◆ What the task requires: Show every line of the listing that contains the string "black", matching case exactly.

(Labeled box records)
════

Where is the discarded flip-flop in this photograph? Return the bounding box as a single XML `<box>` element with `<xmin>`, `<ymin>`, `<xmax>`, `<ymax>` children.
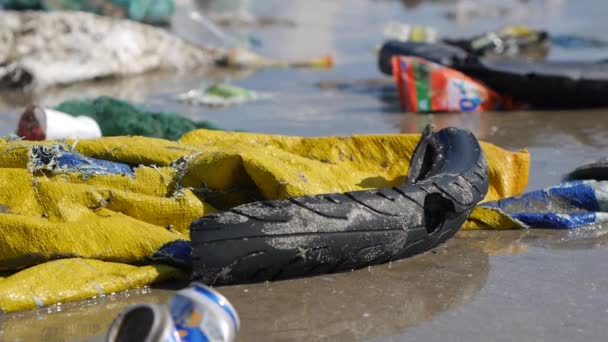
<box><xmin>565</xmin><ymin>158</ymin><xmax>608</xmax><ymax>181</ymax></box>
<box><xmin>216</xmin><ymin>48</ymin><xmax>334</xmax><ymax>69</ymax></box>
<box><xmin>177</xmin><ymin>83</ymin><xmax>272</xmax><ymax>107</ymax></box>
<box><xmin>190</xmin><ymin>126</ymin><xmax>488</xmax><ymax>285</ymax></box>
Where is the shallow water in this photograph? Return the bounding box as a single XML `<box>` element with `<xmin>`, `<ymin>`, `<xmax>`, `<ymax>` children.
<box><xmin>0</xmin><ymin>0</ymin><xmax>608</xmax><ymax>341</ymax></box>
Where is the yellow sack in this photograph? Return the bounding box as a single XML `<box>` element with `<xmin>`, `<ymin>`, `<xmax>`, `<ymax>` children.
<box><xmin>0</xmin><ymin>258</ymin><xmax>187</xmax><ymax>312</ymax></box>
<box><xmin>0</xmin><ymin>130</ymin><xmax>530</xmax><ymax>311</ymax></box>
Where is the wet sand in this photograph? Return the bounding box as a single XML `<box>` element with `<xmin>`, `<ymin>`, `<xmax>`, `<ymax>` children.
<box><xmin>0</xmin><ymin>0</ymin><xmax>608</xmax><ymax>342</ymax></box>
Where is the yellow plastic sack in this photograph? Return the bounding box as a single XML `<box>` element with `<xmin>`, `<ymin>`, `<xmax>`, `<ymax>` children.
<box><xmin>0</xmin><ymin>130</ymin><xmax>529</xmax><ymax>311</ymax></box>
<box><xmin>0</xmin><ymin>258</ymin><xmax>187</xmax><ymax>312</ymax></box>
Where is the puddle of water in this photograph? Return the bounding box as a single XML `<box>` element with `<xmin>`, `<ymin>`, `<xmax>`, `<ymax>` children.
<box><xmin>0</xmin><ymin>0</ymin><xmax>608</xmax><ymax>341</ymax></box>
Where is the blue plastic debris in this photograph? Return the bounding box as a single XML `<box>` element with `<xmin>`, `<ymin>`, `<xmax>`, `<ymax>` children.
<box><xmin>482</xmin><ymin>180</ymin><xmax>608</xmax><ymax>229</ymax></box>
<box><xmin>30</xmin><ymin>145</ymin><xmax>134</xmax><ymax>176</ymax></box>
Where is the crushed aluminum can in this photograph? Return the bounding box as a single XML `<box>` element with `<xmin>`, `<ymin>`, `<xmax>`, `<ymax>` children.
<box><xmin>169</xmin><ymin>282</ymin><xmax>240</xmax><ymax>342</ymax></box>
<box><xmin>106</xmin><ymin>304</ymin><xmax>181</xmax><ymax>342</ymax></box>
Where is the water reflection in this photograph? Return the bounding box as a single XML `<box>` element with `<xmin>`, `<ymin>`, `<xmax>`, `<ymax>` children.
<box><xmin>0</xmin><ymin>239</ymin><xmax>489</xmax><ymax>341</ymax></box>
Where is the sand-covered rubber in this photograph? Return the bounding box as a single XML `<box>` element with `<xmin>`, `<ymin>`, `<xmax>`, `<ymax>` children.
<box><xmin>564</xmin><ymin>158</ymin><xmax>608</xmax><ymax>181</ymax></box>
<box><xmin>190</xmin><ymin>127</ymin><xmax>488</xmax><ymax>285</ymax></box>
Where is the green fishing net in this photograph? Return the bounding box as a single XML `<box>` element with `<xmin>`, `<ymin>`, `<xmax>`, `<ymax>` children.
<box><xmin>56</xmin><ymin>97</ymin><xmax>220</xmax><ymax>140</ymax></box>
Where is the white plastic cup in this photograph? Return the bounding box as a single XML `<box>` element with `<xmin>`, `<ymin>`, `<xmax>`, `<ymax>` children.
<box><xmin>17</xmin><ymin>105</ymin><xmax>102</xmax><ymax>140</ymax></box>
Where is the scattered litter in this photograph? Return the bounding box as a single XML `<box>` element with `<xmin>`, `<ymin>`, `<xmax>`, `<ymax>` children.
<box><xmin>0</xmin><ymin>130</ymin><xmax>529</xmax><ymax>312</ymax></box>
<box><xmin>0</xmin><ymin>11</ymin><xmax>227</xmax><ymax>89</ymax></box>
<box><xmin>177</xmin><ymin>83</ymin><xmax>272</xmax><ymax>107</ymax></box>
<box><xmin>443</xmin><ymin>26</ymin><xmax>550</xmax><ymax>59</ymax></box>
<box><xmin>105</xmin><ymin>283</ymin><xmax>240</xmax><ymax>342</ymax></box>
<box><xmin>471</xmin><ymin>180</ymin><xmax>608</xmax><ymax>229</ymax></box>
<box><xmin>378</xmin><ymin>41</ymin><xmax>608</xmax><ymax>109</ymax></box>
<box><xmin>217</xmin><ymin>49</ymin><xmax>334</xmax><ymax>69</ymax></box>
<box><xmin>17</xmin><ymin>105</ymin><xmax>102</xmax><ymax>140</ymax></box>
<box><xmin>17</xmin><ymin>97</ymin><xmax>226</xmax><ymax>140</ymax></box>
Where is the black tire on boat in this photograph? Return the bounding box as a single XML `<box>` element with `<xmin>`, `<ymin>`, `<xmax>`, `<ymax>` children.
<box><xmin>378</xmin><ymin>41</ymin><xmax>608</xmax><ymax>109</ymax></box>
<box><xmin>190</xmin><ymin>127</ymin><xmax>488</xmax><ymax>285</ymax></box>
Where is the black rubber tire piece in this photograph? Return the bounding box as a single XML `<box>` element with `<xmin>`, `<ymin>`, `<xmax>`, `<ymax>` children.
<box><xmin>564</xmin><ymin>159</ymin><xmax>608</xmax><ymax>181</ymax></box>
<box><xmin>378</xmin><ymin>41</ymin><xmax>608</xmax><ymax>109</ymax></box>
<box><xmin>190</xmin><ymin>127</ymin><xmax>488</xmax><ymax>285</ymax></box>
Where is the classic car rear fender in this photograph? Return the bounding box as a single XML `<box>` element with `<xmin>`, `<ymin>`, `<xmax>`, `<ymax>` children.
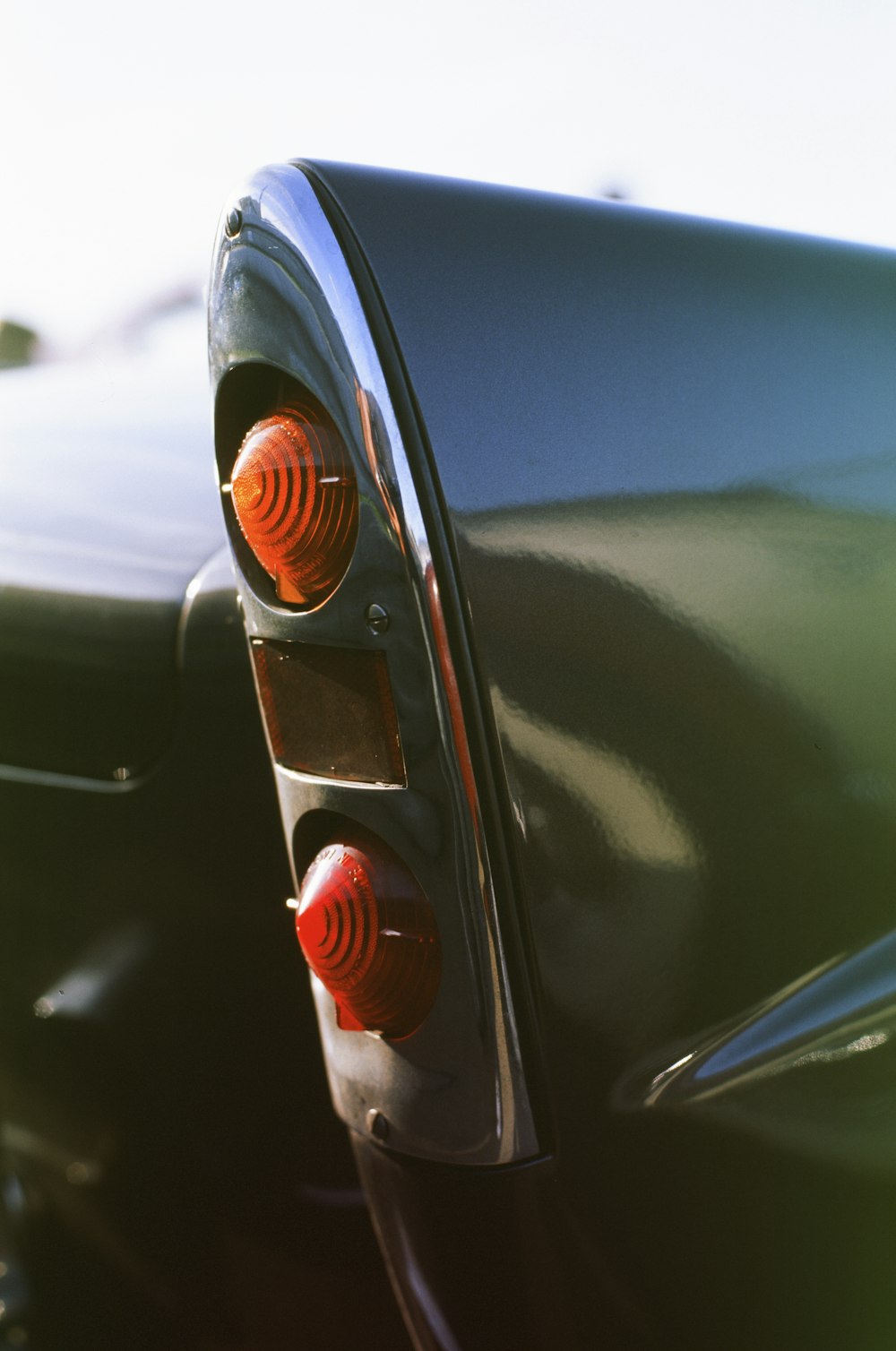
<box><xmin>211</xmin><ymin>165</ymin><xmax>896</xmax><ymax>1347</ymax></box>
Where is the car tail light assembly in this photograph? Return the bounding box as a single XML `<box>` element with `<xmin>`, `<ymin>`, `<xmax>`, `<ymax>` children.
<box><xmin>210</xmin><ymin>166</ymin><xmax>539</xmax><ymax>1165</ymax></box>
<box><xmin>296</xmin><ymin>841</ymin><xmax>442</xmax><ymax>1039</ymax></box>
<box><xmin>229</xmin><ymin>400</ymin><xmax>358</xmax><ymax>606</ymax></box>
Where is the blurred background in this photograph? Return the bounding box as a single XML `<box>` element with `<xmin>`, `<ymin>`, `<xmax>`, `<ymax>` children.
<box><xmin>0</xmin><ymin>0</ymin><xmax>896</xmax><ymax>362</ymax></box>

════

◆ Result of this exercise:
Where is the black tire on boat in this photograph? Return the bounding box as a single XML `<box>` element with `<xmin>`, `<ymin>`, `<xmax>`, `<ymax>` children.
Where is the black rubber tire piece in this photograph? Return the bounding box as a single XML `<box>` element with `<xmin>`, `<ymin>`, `<xmax>`, `<ymax>` children.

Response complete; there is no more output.